**Aim of the task**. Reproduce each of the items below word for word, leaving the pictures out of your copy.
# Records supplied start
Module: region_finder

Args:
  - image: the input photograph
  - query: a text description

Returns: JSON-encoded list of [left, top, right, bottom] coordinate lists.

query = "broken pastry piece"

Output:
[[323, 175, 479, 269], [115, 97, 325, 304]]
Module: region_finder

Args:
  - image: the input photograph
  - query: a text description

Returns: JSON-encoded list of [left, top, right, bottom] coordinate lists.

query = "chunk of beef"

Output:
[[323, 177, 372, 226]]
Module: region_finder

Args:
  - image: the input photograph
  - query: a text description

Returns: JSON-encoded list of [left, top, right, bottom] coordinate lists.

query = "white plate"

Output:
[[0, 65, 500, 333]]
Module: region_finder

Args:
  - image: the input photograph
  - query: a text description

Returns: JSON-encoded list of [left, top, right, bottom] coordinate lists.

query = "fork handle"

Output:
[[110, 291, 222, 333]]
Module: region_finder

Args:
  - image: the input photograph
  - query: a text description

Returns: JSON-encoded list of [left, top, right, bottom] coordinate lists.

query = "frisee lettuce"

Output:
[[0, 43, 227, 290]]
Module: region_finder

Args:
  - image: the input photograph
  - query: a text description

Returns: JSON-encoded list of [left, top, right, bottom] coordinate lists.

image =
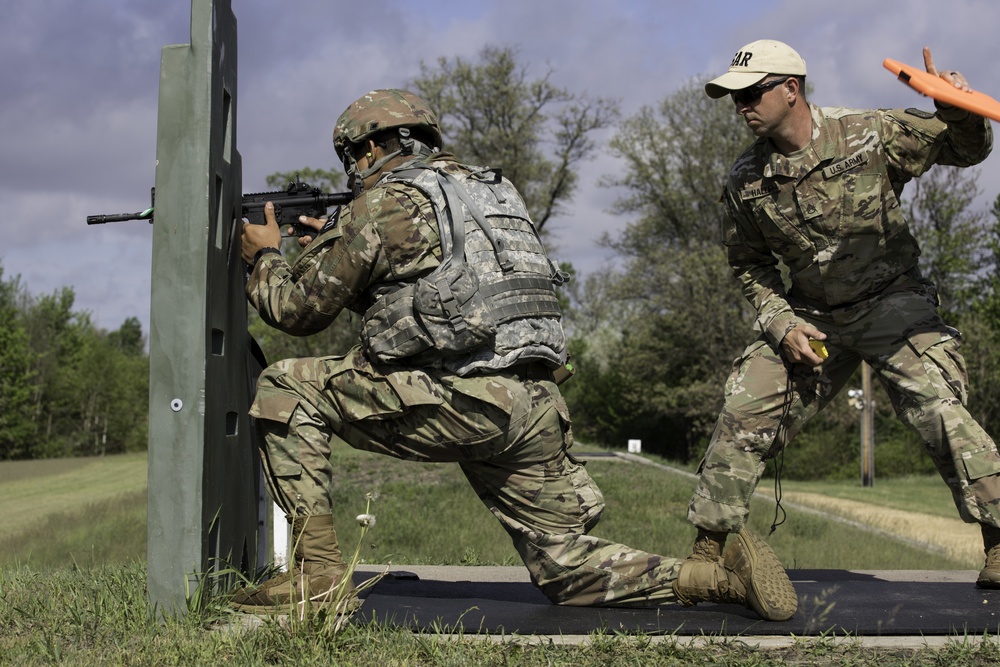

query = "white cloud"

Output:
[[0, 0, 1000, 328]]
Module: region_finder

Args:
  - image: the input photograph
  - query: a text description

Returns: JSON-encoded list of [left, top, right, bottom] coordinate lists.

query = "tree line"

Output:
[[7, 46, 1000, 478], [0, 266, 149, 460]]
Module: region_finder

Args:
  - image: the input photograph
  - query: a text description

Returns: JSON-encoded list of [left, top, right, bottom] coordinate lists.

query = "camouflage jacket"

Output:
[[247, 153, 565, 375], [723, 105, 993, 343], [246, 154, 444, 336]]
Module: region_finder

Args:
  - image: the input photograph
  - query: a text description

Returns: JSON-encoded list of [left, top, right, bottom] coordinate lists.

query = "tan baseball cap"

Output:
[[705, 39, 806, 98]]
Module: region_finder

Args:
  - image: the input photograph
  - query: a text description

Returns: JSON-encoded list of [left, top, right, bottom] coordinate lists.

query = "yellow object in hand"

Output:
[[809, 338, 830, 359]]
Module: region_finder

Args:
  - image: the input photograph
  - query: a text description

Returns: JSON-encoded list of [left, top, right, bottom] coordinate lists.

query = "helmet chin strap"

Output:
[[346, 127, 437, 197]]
# Records supplied end
**Response for this exercise**.
Module: region_finder

Args:
  - image: the input photograph
  - query: a text description

Returns: JSON-encoded list of [left, top, right, bottom] coordinate lists.

query = "broken pastry piece"

Output:
[[323, 175, 479, 269], [115, 97, 325, 304]]
Module: region_finder

Args:
  - image: the input photograph
  - query: a text description

Returns: JSON-encoded list of [left, top, right, bottom] coordinate lists.

query = "chunk of beef"

Output:
[[323, 177, 372, 226]]
Module: region_finder

Args:
  - image: the input photograph
  - query: a text description

Returns: JSON-encoded list of [left, top, right, bottom] coordinate lists.

query = "white plate"

Output:
[[0, 65, 500, 333]]
Module: region_finder

Args:
  - image: the input photograph
  - query: a text description

Returns: JSON-encoded list of [left, top, right, bottom] coordinate lists.

query = "fork handle"

Output:
[[110, 291, 222, 333]]
Module: region_finder

Args:
  - image: the input photograph
  - query: a text description

Returns: JSON-encoded list of [left, top, right, bottom] coordinate lists.

query = "frisee lettuce"

Output:
[[0, 43, 227, 290]]
Module: region_finder

Args:
  - image: the input photograph
  - query: a text description

Returns: JSON-encoded list of [left, top, right, bottom] coordinate lists.

image =

query = "white cloud"

Output:
[[0, 0, 1000, 328]]
Module: region_finder

Args:
  - image: the input photograph
  - query: a text description

Returns: JSON-encoded list of [left, top, right, bottom] coordinate lists.

query = "tree line"

Output:
[[7, 46, 1000, 478], [0, 266, 149, 460]]
Module: region_finder

Args:
  - image: the input photograph
  - query: a text description

Returns: JSON-encoded list of [left, top, right, bottom] coordinate lists.

query = "camouflage jacket"

Output:
[[247, 153, 565, 375], [723, 105, 993, 343], [246, 154, 444, 336]]
Module: region_finder

Args:
  - image: the input photograph
  - query: a text description

Returns: JSON-encoded list of [left, top, right, bottom] coordinate lists.

query = "tan baseball cap"

Output:
[[705, 39, 806, 98]]
Module: region_finder

Args:
  - image: the input photograph
  - query: a text description

Returns: JSON-encoded list of [left, top, right, bottom] coordinate lists.

query = "yellow object in hand"

Output:
[[809, 338, 830, 359]]
Module: region_finder

Args:
  - image: the input photograph
  - query: a text description

Returns: JSON-encoded list of [left, top, right, bottom] coordinate lists.

query = "helmet chin strap"

Output:
[[346, 127, 437, 197]]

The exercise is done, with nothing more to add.